» **To be done**
Each entry below is to be given again word for word, with no pictures.
>> BEGIN Entries supplied
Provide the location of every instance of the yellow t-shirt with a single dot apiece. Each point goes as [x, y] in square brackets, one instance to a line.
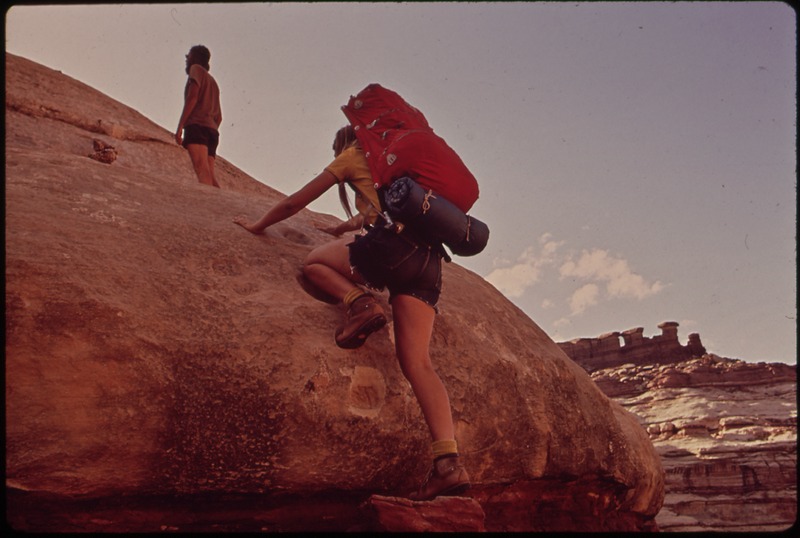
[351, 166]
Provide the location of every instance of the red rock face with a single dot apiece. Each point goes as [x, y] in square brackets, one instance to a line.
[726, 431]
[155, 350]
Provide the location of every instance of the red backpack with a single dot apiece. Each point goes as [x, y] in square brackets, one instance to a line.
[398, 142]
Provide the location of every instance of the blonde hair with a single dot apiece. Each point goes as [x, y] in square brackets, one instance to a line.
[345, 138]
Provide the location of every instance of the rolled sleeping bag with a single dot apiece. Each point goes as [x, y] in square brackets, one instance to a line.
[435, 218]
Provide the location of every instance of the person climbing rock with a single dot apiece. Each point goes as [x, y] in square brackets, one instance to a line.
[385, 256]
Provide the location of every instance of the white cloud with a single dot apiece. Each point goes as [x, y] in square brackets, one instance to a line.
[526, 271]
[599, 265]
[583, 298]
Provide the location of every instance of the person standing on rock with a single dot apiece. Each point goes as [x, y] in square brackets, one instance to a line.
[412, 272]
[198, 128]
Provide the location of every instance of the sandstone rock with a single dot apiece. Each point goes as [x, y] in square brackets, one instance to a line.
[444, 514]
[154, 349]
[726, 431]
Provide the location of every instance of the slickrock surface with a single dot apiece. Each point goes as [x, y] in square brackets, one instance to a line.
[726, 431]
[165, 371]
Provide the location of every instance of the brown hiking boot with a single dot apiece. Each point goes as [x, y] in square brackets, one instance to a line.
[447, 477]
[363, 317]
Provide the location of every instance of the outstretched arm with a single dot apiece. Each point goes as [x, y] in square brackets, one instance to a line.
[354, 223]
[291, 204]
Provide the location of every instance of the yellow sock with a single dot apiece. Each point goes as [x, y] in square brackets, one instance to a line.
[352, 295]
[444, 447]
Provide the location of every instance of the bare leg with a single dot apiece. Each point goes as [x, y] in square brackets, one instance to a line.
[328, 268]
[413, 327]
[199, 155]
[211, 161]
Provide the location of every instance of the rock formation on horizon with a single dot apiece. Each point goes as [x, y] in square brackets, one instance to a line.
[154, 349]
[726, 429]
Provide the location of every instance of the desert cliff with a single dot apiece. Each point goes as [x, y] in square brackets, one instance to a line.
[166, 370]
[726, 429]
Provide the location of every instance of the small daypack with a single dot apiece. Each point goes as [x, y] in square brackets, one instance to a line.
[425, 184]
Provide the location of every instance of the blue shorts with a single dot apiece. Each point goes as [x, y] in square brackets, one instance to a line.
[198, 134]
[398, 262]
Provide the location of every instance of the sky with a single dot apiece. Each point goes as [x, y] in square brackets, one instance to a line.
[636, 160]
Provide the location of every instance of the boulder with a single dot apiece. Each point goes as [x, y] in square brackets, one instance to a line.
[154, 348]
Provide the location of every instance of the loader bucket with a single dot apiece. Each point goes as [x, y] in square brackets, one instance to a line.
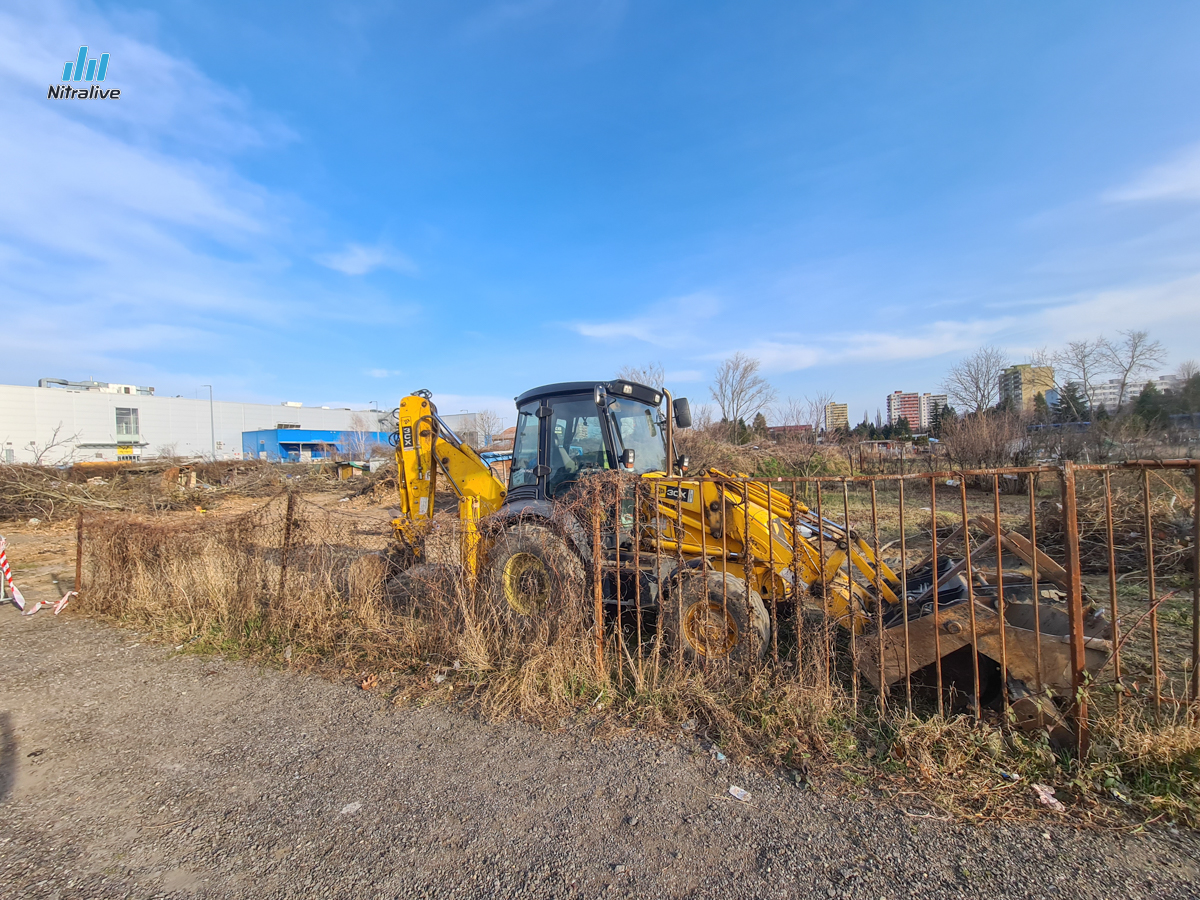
>> END Entries supplied
» **Solution to this problem**
Provide the location of every instance of the yellow t-shirt with a single dot apiece. Each point goes as [x, y] in square brackets, one instance to a line.
[351, 166]
Provide the location of every instance of the red rock face with a single dot apiece. Each point goes as [x, y] in square brackets, one instance to a line.
[726, 431]
[155, 350]
Provide the location of every instance of the red backpack with a single dot apiece. Each point goes as [x, y] in square brackets, one instance to a line.
[398, 142]
Provide the location of every instance of the blonde hair with a single dot apiece. Each point goes as [x, y] in square brackets, one instance to a line.
[345, 138]
Provide the location of every instance of the rolled sleeping bag with a single dot apiece. Each point goes as [x, y] in square brackets, one instance to a line.
[435, 218]
Provide the location of every instance of the person climbing rock with a single dot apiece. Each point goes as [x, y] in square brackets, one instance to a line.
[385, 256]
Provide the location of every instance of the white cloud with a single dot apiece. Each point goes as [x, y] in square brackets, one instance to a line.
[526, 271]
[599, 265]
[583, 298]
Provide the location of every instance of the person standing on rock with a single dot apiece. Each point goes as [x, y] in square brackets, one instance to a line.
[412, 272]
[198, 128]
Provide the location of every instance of the sandstone rock with a single dot apiece. Each point goes as [x, y] in square brackets, one instance to a line.
[444, 514]
[154, 349]
[726, 431]
Provide the location of every instance of the slickrock surface with a single dot apiece. Each point goes as [x, y] in square brackets, one instance to a line.
[726, 431]
[165, 371]
Provide the location of every instance of the brown hiking boot with a single dot apiece. Each point goes as [x, y] in square brackets, one instance to a line.
[447, 477]
[363, 317]
Provide the location of every instance of the outstretched arm with a single dot apiece. Each point goes as [x, y] in square brackets, one instance to a line.
[354, 223]
[291, 204]
Provide the location of every instance of the yellow sock with a single dot apiece. Each point goes as [x, y] in square brackets, one instance to a line.
[352, 295]
[444, 447]
Provide the location of every instance of the bare leg with a single dot apiece. Each point goes as [x, y] in square brackets, one instance to a line.
[328, 268]
[413, 327]
[199, 155]
[211, 161]
Provide the location of every instance of the rock formation on horizon with a single dot apiece. Each point goes as [x, y] in square brackets, one instance to a line.
[154, 349]
[726, 429]
Provide the location of every instance of the desert cliff with a single dot apiece. Each point goes as [x, y] in square brackets, one instance to a line.
[166, 370]
[726, 429]
Provide the location of every instance of the small daypack with a single dot apiece. Each point goes as [x, y] in square brackets, one instance to a line.
[425, 184]
Provide the location of every instance of the blue shorts with a single dot apiece. Each point goes as [x, y] in square brackets, one instance to a line.
[198, 134]
[398, 262]
Provide the location of every instance of the sky with a single dot apiece. Each point goes as [x, y] in square brackets, one instance to a line.
[636, 160]
Provide the location of every instance of the boulder with a single dot apiece. Each point goes as [x, y] in square brackets, one instance to a line.
[154, 348]
Provide the location of every instance of the loader bucket with a single dot apiece. Each point goes as [x, y] in square brackets, one instance to a line.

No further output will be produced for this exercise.